### THE TASK
The answer must be the full set of records, repeated exactly.

(Beginning of RECORDS PROVIDED)

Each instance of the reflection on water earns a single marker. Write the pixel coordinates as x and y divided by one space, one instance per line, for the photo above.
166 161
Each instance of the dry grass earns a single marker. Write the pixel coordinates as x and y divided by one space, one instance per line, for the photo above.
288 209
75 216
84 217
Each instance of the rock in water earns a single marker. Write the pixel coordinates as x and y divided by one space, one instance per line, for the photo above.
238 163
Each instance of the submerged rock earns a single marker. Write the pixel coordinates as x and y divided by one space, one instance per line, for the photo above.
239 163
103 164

(End of RECORDS PROVIDED)

### FINISHED EXERCISE
Each instance of the reflection on water earns a single marker. Write the pixel coordinates as x and y divided by one space, one instance per line, for the photo above.
166 161
Each instance of the dry grass earns a single marker. Write the pixel coordinates as x and y divided by one space, one instance per line, for the photo above.
288 209
75 216
84 217
Each instance of the rock in water earns a single marker. Write the pixel coordinates as x and y divided by one space, one instance per line, for the photo above.
238 163
Each instance of the submerged rock earns a single marker. Write the pixel coordinates as x and y divided by one space, one instance per line, for the photo above.
239 163
103 164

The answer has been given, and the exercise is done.